* Problem description
Reproduce every one of the records below word for word, but leave the pictures out.

* Supplied data
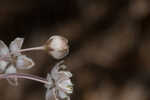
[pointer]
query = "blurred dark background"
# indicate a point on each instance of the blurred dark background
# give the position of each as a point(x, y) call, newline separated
point(109, 46)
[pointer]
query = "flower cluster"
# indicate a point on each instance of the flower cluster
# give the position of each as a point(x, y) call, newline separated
point(58, 82)
point(12, 59)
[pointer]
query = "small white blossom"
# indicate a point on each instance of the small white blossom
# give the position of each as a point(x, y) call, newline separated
point(13, 59)
point(61, 86)
point(57, 46)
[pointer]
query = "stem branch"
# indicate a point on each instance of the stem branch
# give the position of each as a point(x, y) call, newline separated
point(25, 76)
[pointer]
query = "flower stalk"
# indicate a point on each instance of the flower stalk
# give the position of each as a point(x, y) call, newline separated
point(25, 76)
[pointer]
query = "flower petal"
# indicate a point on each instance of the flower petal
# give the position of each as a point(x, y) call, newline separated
point(16, 44)
point(66, 85)
point(4, 51)
point(62, 95)
point(51, 94)
point(57, 73)
point(23, 62)
point(3, 65)
point(49, 78)
point(12, 81)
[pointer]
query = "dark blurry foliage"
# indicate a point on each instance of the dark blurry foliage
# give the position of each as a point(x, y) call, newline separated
point(109, 45)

* The solution
[pointer]
query = "blurred dark background"
# indicate a point on each instance of the blurred dark background
# give the position of each as a point(x, y) call, newline separated
point(109, 46)
[pointer]
query = "flower cluster"
# indicate a point on each instance of the flower cluster
# give the position of each as a point(x, y) call, newline separated
point(58, 82)
point(12, 59)
[pointer]
query = "small white blossom"
# indicate a point on each instance of the small white blossom
# give the position of each as a point(x, y) call, newline separated
point(13, 59)
point(61, 86)
point(57, 46)
[pointer]
query = "stem branch"
# indicate a point on each instance of the stem branch
# give the position of each as a point(x, y) call, newline separated
point(25, 76)
[pointer]
query = "flower stalk"
# indicate a point on each instance of the flower stalk
# give the position of each as a point(x, y) call, newline separated
point(25, 76)
[pointer]
query = "flower petal"
# indicate a point on each instance of the flower petal
# give the position of each as a point(x, y) call, newline separated
point(16, 44)
point(66, 85)
point(4, 51)
point(62, 95)
point(51, 94)
point(57, 73)
point(23, 62)
point(3, 65)
point(49, 78)
point(12, 81)
[pointer]
query = "dark blurry foliage"
# indicate a point on each instance of the dark blurry foliage
# give the position of each as a point(x, y) call, newline separated
point(109, 45)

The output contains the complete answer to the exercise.